Passage:
# # # # # # #
According to Danny Meyer, hospitality is found in the small things. Like prepositions.
“Hospitality is present when something happens for you. It is absent when something happens to you. These two simple concepts—for and to--express it all.”
I have been thinking about this one a lot lately: How much of church life is experienced by the average, ordinary person out there as “to” instead of “for” them? We do stuff “to” people all the time? We preach to them, we sing to them, we make announcements to them? (Maybe worse, we do things “at” them. If there is anything worse than “to” ministry, it has got to be “at” ministry.)
How much different would our ministry be received if everything we did was “for” ministry? My preaching professor said something like this to me years ago, though I never thought of it as practicing “hospitality” at the time. He said, “We don’t preach to a people, we preach for them. We offer the word of God to give expression the work of the Spirit at work within a community of faith.”
In what ways can all that we do as Christians be experienced by people as our being “for” them, the way God gave his life “for” them? What does it mean for us to express a vocation of ministry that makes everyone who comes in contact with the church feel as if “these people are for me, they are on my side?”
In what ways are you aware of the ministry of the church as “to” or “for”? Want to share some stories? Maybe we’ll discover ways of truly representing the one who “gave himself up for us all”.
# # # # # # #
Exercise data:
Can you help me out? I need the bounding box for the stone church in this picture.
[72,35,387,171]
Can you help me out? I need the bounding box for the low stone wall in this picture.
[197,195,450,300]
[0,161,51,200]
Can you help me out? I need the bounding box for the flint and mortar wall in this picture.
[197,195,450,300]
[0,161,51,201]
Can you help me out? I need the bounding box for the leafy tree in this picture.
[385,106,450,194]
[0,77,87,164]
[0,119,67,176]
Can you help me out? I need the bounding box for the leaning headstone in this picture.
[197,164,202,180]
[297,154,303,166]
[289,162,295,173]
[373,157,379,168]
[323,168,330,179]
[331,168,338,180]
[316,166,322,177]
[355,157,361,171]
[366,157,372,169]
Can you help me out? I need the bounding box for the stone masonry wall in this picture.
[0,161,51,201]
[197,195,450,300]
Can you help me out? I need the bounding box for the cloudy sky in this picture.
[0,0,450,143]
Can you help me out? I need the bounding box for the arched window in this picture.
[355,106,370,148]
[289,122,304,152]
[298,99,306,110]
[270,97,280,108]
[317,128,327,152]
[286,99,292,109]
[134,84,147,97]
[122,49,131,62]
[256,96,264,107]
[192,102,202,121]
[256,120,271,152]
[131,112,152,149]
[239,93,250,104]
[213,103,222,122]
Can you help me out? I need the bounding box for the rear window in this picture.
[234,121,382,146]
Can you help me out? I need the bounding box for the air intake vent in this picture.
# # # # # # #
Aim of the exercise: Write out the entire passage on hospitality in church ministry word for word. The records have nothing to do with this.

Your response:
According to Danny Meyer, hospitality is found in the small things. Like prepositions.
“Hospitality is present when something happens for you. It is absent when something happens to you. These two simple concepts—for and to--express it all.”
I have been thinking about this one a lot lately: How much of church life is experienced by the average, ordinary person out there as “to” instead of “for” them? We do stuff “to” people all the time? We preach to them, we sing to them, we make announcements to them? (Maybe worse, we do things “at” them. If there is anything worse than “to” ministry, it has got to be “at” ministry.)
How much different would our ministry be received if everything we did was “for” ministry? My preaching professor said something like this to me years ago, though I never thought of it as practicing “hospitality” at the time. He said, “We don’t preach to a people, we preach for them. We offer the word of God to give expression the work of the Spirit at work within a community of faith.”
In what ways can all that we do as Christians be experienced by people as our being “for” them, the way God gave his life “for” them? What does it mean for us to express a vocation of ministry that makes everyone who comes in contact with the church feel as if “these people are for me, they are on my side?”
In what ways are you aware of the ministry of the church as “to” or “for”? Want to share some stories? Maybe we’ll discover ways of truly representing the one who “gave himself up for us all”.